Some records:
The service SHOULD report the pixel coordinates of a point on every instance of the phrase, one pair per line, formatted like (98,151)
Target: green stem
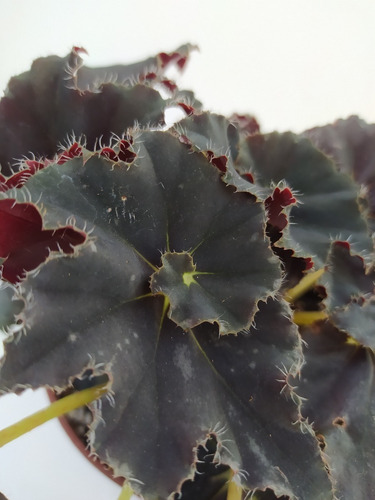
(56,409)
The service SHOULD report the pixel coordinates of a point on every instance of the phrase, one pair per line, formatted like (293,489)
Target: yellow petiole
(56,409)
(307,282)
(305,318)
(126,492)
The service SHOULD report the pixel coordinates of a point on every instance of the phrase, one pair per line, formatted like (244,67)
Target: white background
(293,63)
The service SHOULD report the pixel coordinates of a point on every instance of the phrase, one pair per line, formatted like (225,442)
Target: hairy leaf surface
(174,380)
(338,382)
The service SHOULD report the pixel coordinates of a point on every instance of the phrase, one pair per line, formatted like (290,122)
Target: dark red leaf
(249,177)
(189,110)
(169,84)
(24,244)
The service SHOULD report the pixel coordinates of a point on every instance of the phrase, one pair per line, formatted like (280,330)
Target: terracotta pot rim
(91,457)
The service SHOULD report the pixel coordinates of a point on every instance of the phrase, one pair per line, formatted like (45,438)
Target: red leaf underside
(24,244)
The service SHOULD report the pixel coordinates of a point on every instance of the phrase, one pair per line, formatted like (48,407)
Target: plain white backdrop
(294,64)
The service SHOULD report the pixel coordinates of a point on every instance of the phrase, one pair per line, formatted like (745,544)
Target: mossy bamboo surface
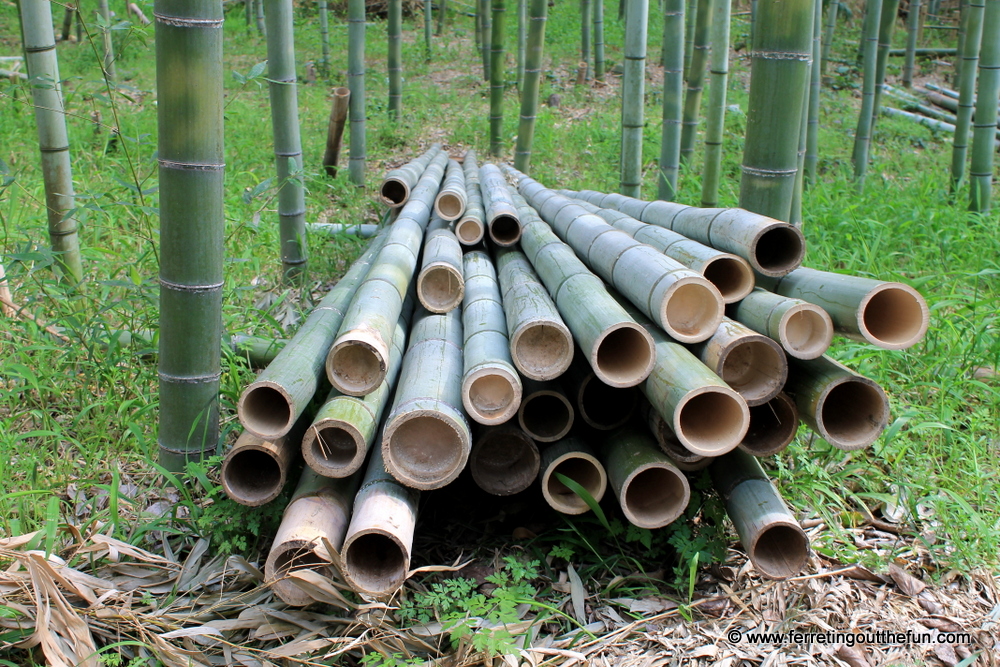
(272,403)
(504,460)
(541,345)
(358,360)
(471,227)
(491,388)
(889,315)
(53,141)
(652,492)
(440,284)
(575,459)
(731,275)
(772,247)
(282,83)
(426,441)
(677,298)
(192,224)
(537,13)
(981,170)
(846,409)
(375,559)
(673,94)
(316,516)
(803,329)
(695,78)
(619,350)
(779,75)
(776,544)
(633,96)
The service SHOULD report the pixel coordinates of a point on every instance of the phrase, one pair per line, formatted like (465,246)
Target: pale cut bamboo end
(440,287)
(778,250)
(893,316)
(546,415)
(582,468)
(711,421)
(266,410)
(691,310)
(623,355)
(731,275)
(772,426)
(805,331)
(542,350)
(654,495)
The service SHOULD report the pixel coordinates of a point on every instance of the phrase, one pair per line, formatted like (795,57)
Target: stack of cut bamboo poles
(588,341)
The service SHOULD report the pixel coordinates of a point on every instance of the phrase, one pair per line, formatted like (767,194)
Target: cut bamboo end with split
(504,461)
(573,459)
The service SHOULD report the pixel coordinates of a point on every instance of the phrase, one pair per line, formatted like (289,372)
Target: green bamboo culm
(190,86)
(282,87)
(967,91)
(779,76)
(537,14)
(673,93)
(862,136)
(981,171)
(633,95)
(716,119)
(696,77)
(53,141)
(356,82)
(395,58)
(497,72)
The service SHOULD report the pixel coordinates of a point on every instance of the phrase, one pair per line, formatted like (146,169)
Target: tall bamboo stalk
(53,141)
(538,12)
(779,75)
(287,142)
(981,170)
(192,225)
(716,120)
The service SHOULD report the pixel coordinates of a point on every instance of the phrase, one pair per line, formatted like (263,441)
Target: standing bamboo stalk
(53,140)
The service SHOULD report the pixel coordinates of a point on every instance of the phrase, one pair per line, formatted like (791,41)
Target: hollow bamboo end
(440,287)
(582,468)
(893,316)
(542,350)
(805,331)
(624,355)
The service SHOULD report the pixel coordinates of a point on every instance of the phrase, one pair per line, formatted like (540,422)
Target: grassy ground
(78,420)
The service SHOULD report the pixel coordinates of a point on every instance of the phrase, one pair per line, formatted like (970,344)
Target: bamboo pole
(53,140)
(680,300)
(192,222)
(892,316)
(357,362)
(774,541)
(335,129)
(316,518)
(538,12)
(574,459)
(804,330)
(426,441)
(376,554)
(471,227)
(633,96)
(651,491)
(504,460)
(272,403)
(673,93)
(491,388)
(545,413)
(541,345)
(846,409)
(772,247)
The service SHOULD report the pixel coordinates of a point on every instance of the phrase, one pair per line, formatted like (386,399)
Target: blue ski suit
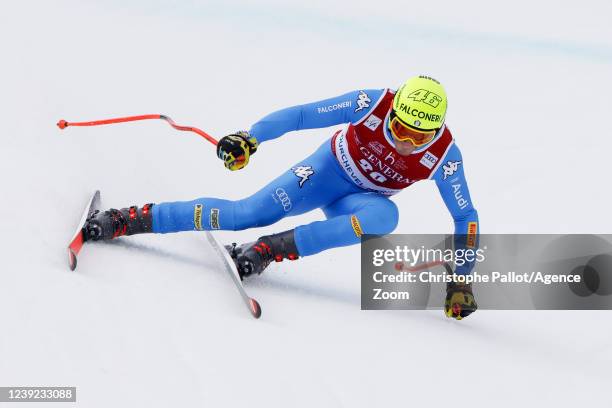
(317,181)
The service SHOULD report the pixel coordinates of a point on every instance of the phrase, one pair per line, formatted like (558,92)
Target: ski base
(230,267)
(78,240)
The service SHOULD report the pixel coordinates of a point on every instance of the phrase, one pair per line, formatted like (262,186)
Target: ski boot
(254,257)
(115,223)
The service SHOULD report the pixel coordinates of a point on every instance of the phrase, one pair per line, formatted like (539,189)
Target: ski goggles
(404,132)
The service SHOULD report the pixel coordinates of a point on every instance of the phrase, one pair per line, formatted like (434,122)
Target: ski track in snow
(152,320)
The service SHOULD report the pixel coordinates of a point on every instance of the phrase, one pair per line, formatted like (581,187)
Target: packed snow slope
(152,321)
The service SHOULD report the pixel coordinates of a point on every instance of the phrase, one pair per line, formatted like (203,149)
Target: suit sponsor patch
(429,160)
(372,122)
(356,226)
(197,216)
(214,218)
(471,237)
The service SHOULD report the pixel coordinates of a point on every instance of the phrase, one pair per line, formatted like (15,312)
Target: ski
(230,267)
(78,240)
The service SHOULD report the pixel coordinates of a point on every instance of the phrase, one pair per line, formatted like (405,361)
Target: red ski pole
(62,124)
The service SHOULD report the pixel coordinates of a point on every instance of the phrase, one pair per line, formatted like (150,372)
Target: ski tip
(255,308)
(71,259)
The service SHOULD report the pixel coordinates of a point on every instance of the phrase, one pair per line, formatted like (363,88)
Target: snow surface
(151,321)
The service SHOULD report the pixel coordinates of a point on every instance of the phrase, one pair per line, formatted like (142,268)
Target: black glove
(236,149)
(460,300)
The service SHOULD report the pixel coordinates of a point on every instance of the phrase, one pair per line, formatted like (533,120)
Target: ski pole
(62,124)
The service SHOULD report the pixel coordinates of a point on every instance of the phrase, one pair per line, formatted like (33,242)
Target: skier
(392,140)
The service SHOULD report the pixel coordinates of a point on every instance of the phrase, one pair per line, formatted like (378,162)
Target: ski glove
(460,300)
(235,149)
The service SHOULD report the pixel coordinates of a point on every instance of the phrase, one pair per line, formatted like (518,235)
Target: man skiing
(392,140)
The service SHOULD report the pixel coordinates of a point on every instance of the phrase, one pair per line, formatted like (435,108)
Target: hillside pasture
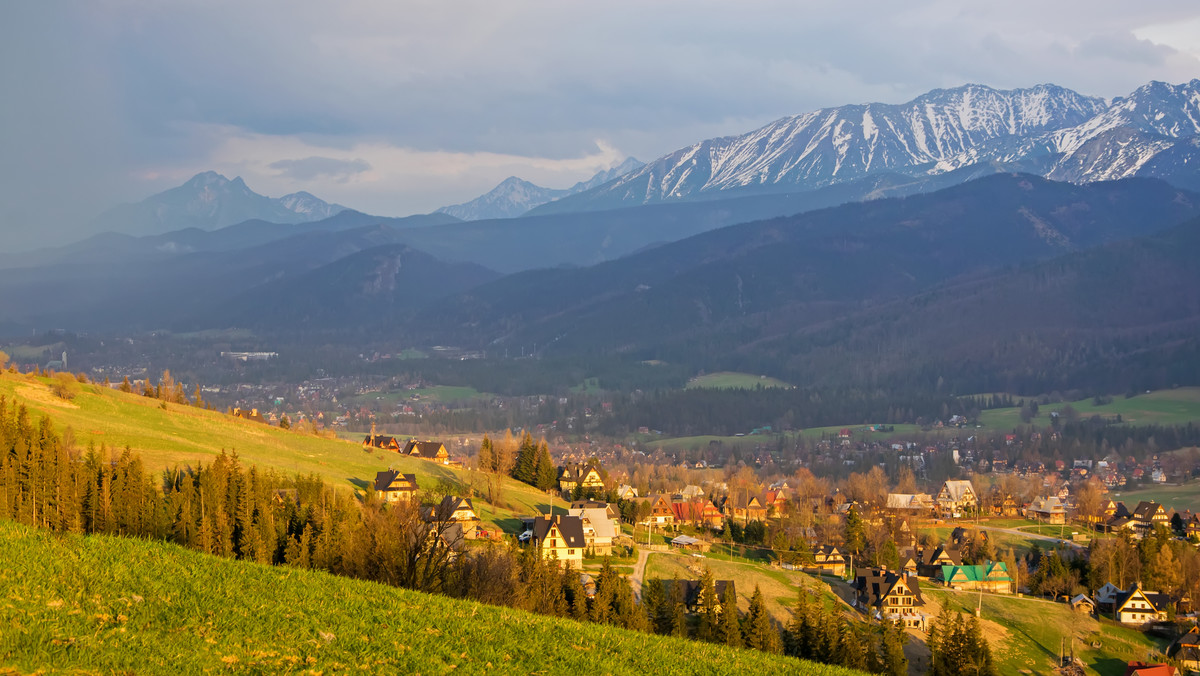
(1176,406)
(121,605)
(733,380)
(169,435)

◆ Goal of the exercise ◆
Echo the lines above word for word, leaving out the pictures.

◆ Output for this task ◆
The service SHOULD report the pixel coordinates of a point on every instance of the phrase, one pair per line, formatted like (98,151)
Target: green stem
(56,409)
The service SHOULD report the pixel coordinates of a point on every instance of the phrase, one pair per line, formatted like (293,489)
Target: yellow petiole
(56,409)
(307,282)
(305,318)
(126,492)
The service SHOULD report the pixel coordinates of a point on every instance of the phrase, one pair per line, formatted like (244,67)
Target: white background
(293,63)
The service SHOULD report the pixel coordinates of a point on every instance of the phrase, one pair per line, formatted like (225,442)
Target: hairy leaf surface
(174,380)
(338,382)
The service SHOULD report the pixel coordinates of a point on every instance of the phrase, one pair per line, formatted like (290,122)
Target: dark red leaf
(249,177)
(189,110)
(169,84)
(24,244)
The service SHOULD report the pixel coordinates of a point on every instance of the phrase, one pair per line, formatted like (280,330)
Target: terracotta pot rim
(91,457)
The service SHOULD report the pixel coordinates of a point on every instance of the phrase, one pair per line, formatted like (45,438)
Target: red leaf underside
(24,244)
The service SHOULD report the pixel coordinates of a point on every instance of the phrase, one pair per line, formatted like (48,407)
Target: plain white backdrop
(294,64)
The service SHOULD report the pixel coordinates of a point on every instance of the phrase, one pair per line, formatted like (745,544)
Target: mossy bamboo surface
(272,403)
(504,460)
(541,345)
(358,360)
(471,227)
(491,388)
(889,315)
(53,141)
(652,492)
(440,284)
(575,459)
(731,275)
(772,247)
(282,83)
(426,441)
(677,298)
(192,224)
(537,13)
(981,170)
(846,409)
(375,559)
(673,94)
(316,516)
(803,329)
(695,78)
(619,350)
(779,75)
(776,544)
(633,96)
The service SHOULD report the pixel coordinates of a point on every instance of the phrase, one pair per line, formatted like (465,246)
Target: pale cut bamboo end
(440,287)
(778,250)
(893,316)
(546,415)
(582,468)
(711,421)
(266,410)
(691,310)
(623,355)
(731,275)
(772,426)
(805,331)
(542,350)
(654,495)
The service SHOULD report the pixel coordinates of a point on every instance of the phrase, one pair per line, formatted like (795,57)
Target: stack of cut bamboo poles
(588,341)
The service SHOULD report the pixel coordinates of a point on every instance of the phrase, one pair per line, formatted like (767,194)
Target: cut bamboo end with split
(504,461)
(573,459)
The service SHOULD report the pixel coordinates of a point on every instance of the phrase, one pair per line, formatted like (289,372)
Target: green bamboo culm
(190,86)
(282,87)
(967,91)
(779,76)
(537,14)
(673,93)
(862,136)
(981,171)
(633,95)
(716,119)
(696,77)
(53,141)
(356,82)
(395,58)
(497,72)
The service SHOULD report the pixel coordinates of a point on every instance of the phrase, one pair per line, formatted like (146,169)
Target: tall bamboo stalk
(53,141)
(538,12)
(779,75)
(287,142)
(981,170)
(192,225)
(716,120)
The service SHOULD report the pixel coordinates of a point on every instance of the phrase, one pair per line, formatted like (263,441)
Target: standing bamboo stalk
(53,140)
The service SHOULD report the pixel coordinates of a point on every instance of the phrase, one pair per line, formatted like (791,41)
Target: hollow bamboo end
(440,287)
(582,468)
(893,316)
(542,350)
(805,331)
(624,355)
The service SHOULD report the pixel coordinates of a point on every instance of the phrase, one pair per line, formatted like (540,422)
Target: grassy ground
(78,420)
The service SHOULD report the pixel coordinates of a point on every instance of the phrase, one pair per line, formatted like (970,344)
Target: bamboo pole
(53,140)
(680,300)
(192,222)
(892,316)
(357,362)
(774,541)
(335,129)
(316,518)
(538,12)
(574,459)
(804,330)
(426,441)
(376,554)
(471,227)
(633,96)
(651,491)
(504,460)
(272,403)
(673,93)
(491,388)
(545,413)
(541,345)
(846,409)
(772,247)
The service SHOULD report the pixel coordinates of a point on every instance of the phrase, one pair per line, formatted like (386,399)
Target: blue ski suit
(317,181)
The service SHOULD report the pixel coordinates of a point on every instance of the phrase, one pair per line, formatted like (558,92)
Target: ski base
(230,267)
(78,240)
The service SHOULD report the pixel coordinates of a point on every instance of the phrase, one pair per line, formatted like (262,186)
Target: ski boot
(254,257)
(115,223)
The service SHOULD report the pixel coordinates of a point on every instance of the phrase, one pair per line, formatted like (539,189)
Target: ski goggles
(404,132)
The service SHOULD report the pixel coordinates of a point on every instance of the phrase, one pair per line, formatted like (434,122)
Target: ski track in snow
(152,320)
The service SHOULD report the pixel coordinates of a point on every instance of the phrase, one pair per line, formatted like (581,187)
Target: packed snow slope
(152,321)
The service SHOULD report the pixel coordinates of a point on every instance of the phrase, one pair per line, formatted like (203,149)
Target: suit sponsor patch
(429,160)
(372,122)
(356,226)
(197,216)
(214,218)
(471,237)
The service SHOULD report the pixel coordinates of a point on every instance of the phrase, one pair per line, formatted like (15,312)
Target: ski
(230,267)
(78,240)
The service SHOULD report the pixel coordinates of a point on every instance of the phrase, one pair per line, formatted like (405,361)
Target: red ski pole
(62,124)
The service SHOULD report the pixel coordinates of a point on every instance of the phrase, one pair per line, formatted like (150,372)
Target: ski tip
(255,308)
(71,259)
The service SHOULD report the pixel coordinates of a point on every instance of the phrase, one pair per line, formatted like (363,88)
Target: snow surface
(151,321)
The service SHOULD report the pixel coordinates of a point on every instance of the phrase, one pair per line, formatted like (142,268)
Target: black glove
(236,149)
(460,300)
The service SHOULD report the pixel coordinates of a point on every instance of the phrase, one pair per line, formatted like (533,120)
Target: ski pole
(62,124)
The service SHOULD report the pixel coordinates of a point on every instance of the phrase, one pair per line, formatted like (33,242)
Target: skier
(392,140)
The service SHOULD report the pixel coordinates of a point on every instance of the phrase, one pair per line, formatted like (378,162)
Target: ski glove
(460,300)
(235,149)
The service SHOULD report the pixel coordinates of a point on every instance of the phrase, one pair per line, formatted like (518,235)
Target: man skiing
(392,140)
The service SHOULD report the pixel coordinates of a point on every instance of the phrase, one pair per line, formatted like (435,108)
Target: hillside pasture
(1176,406)
(121,605)
(733,380)
(169,435)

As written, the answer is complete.